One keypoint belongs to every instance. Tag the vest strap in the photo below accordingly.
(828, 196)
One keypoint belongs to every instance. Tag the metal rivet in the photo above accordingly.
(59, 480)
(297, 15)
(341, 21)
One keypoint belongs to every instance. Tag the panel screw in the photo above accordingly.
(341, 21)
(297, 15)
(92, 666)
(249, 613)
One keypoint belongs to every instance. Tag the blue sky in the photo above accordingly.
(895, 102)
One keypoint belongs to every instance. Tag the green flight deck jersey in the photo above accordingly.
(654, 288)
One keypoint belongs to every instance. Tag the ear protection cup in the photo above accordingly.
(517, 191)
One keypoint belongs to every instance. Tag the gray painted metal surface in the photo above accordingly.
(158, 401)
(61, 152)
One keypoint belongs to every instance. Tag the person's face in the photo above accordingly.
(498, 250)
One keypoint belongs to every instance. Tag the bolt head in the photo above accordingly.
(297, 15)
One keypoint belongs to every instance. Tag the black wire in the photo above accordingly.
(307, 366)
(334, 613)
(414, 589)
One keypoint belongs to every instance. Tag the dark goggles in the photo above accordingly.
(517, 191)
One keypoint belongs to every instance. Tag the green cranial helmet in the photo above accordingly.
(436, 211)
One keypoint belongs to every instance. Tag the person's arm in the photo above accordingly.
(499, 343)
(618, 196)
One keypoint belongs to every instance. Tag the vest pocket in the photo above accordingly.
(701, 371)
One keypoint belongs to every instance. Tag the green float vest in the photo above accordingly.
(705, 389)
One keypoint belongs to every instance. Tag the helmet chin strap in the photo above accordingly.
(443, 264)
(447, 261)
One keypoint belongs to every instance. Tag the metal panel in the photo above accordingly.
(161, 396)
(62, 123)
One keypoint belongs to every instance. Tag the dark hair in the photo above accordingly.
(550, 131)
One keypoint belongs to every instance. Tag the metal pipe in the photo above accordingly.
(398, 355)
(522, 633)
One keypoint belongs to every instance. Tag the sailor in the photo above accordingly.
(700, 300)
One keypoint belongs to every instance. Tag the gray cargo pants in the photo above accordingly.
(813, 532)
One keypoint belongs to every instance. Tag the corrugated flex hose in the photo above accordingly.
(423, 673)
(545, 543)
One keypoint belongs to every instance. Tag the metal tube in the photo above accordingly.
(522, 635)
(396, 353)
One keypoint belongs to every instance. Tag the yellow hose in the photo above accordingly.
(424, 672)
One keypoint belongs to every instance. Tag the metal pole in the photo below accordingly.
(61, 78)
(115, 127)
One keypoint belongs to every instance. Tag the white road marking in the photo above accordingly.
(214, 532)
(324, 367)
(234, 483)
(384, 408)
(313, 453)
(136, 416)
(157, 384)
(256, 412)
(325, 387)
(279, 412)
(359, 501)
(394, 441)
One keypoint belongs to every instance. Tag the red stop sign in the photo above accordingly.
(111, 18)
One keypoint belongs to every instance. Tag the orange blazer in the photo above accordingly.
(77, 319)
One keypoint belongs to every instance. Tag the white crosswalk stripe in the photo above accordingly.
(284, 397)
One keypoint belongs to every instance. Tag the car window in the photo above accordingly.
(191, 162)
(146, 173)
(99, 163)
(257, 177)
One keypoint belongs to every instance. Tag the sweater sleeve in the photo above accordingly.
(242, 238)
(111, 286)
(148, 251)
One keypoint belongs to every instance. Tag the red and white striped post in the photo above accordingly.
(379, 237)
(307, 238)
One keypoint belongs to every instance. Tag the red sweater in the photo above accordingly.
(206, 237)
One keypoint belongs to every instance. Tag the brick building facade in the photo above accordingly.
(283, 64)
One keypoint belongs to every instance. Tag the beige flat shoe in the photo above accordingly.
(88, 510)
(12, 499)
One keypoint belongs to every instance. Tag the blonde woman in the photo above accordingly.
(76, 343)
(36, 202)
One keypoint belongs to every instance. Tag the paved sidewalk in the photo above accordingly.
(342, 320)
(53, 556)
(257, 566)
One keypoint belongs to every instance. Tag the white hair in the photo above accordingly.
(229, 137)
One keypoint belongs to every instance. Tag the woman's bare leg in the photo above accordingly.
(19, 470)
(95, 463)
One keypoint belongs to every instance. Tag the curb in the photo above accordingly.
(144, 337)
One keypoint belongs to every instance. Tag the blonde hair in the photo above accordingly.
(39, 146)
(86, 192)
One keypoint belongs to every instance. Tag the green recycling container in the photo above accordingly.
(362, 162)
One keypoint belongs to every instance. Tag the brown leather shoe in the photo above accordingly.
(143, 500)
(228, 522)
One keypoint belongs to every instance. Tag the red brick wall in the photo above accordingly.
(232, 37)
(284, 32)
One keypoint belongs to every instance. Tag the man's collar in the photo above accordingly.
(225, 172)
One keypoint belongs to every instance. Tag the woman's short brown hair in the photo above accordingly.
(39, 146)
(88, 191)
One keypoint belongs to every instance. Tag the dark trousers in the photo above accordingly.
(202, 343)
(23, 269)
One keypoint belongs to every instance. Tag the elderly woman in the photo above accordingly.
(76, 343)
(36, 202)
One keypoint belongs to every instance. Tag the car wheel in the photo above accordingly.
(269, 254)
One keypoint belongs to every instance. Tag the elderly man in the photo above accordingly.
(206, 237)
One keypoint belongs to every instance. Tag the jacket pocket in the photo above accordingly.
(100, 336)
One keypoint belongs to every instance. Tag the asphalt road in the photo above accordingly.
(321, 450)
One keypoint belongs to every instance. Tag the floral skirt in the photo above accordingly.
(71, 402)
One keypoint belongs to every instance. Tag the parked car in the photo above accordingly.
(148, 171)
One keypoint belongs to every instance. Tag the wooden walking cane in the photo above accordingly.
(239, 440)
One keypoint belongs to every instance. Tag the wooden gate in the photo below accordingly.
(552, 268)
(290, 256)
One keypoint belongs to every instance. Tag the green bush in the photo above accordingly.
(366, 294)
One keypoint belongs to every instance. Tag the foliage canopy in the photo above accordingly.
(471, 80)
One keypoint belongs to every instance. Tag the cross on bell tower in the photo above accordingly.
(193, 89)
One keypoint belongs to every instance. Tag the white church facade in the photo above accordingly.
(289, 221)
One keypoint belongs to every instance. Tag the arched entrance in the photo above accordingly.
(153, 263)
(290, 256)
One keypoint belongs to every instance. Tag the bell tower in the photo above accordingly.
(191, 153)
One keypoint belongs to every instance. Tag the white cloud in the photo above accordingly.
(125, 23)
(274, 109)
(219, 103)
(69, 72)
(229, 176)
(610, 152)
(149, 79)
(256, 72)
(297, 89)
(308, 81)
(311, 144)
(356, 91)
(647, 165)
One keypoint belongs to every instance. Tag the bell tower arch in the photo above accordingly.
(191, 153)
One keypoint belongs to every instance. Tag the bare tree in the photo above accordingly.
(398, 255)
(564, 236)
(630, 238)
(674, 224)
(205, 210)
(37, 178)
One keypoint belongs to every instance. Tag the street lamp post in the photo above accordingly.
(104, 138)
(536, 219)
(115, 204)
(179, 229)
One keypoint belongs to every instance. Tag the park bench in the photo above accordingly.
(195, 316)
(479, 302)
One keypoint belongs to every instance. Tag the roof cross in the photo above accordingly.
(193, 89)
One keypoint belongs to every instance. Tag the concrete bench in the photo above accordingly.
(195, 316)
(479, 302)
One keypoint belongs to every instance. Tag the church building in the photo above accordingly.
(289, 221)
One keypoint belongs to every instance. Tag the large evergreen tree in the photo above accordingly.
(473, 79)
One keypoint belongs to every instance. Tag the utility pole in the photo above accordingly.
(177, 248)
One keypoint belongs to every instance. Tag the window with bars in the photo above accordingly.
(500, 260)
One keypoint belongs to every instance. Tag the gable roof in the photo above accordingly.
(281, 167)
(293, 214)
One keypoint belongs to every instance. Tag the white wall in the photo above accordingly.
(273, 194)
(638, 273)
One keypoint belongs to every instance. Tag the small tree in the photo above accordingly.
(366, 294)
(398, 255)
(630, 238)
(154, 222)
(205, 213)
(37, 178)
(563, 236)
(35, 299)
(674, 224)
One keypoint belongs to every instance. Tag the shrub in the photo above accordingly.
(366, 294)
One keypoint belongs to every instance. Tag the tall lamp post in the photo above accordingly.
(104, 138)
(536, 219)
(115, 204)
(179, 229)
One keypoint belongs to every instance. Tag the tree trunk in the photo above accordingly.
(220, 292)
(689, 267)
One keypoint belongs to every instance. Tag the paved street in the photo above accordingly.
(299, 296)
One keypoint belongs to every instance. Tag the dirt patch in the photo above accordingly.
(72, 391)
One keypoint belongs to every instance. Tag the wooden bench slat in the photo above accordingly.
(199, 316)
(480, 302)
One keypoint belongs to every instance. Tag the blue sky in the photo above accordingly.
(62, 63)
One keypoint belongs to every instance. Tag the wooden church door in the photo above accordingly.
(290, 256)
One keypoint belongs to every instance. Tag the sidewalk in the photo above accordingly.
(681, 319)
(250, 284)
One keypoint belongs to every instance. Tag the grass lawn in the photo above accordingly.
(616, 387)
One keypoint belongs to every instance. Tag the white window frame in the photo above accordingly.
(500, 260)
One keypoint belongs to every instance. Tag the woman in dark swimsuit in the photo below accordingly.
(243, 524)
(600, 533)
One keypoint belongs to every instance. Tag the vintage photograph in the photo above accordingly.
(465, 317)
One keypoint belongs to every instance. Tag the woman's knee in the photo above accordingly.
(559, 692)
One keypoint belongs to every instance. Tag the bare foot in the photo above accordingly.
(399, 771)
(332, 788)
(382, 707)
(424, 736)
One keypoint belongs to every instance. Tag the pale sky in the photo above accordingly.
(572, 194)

• [TO DO] Reproduce, exactly and with nothing added, the lines from the one that includes "One keypoint belongs to every instance. Tag the white window" through the last line of the material.

• [SOLVED PROBLEM]
One keypoint belongs to every instance. Tag the white window frame in the photo above accordingly.
(500, 260)
One keypoint belongs to every instance. Tag the woman in dark swimsuit in the photo below accordingly.
(243, 524)
(600, 533)
One keypoint belongs to every instance. Tag the vintage photograph in the photo above accordingly.
(465, 317)
One keypoint belongs to every instance. Tag the woman's knee in the photo above accordingly.
(559, 692)
One keypoint belongs to every instance. Tag the bare foot in the photo above accordingly.
(399, 771)
(332, 788)
(382, 707)
(424, 736)
One keypoint belongs to every instance. Tag the pale sky in the photo above accordingly.
(572, 194)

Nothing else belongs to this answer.